* _Document excerpt_:
---+---

# SLP LT install questions



## TheEricHarris (Aug 25, 2005)

I'm about to pull the trigger and buy the SLP LTs w/cats and Magnaflow CB.

I've never done wrenching to this extent, so it's a little overwhelming. But a man has to start somewhere! 

RookWV's insall notes/pictures are VERY helpful and give me an idea what to expect. I have read where guys have installed the SLP LTs from the top and not having to drop the PS lines. I would assume I'll need to lower the steering rack and move the lines out of the way. 

I've also seen some guys say they have to jack the motor up......how does that work? Is there just a single bolt that comes off and jack the motor up by the oil pan?

Lastly, are there any other install HOW-TOS (like Rooks) for headers on our cars? I want to read as much info as possible before I tackle this project. I really think with the knowledge on these forums and starting the project on a Friday evening, I should be able to get this done in a weekend.

---+---

* _Tasks to perform_:
1 – Do these statements agree with the forum post? (a) The poster has done this much wrenching before. (b) The poster plans to buy a Magnaflow CB along with the headers. (c) The poster plans to start the project on a Saturday morning. Answer yes or no for each, quoting the words from the post that decide it.
2 – From the forum post, list every item the poster says he is about to buy.
3 – Carry on the forum post about installing the SLP headers, picking up after its last sentence.

* _Information shown_:
---+---

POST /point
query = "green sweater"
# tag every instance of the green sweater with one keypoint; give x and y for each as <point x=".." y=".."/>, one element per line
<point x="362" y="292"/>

---+---

* _Task answers_:
1 –
(a) No: "I've never done wrenching to this extent"
(b) Yes: "buy the SLP LTs w/cats and Magnaflow CB"
(c) No: "starting the project on a Friday evening"

2 – SLP LTs, cats, Magnaflow CB

3 –
Thanks for putting up with some newb questions.

Eric


----------



## 05GTO (Oct 6, 2004)

Click on these links, good luck.

http://www.gmhightechperformance.com/tech/0607htp_2004_pontiac_gto_header_installation/index.html

http://www.gmhightechperformance.com/tech/0603htp_2005_pontiac_gto_bolt_on_upgrades/


----------



## PDQ GTO (Jun 21, 2007)

TheEricHarris said:


> I'm about to pull the trigger and buy the SLP LTs w/cats and Magnaflow CB.
> 
> I've never done wrenching to this extent, so it's a little overwhelming. But a man has to start somewhere!
> 
> ...


Did how did your install go?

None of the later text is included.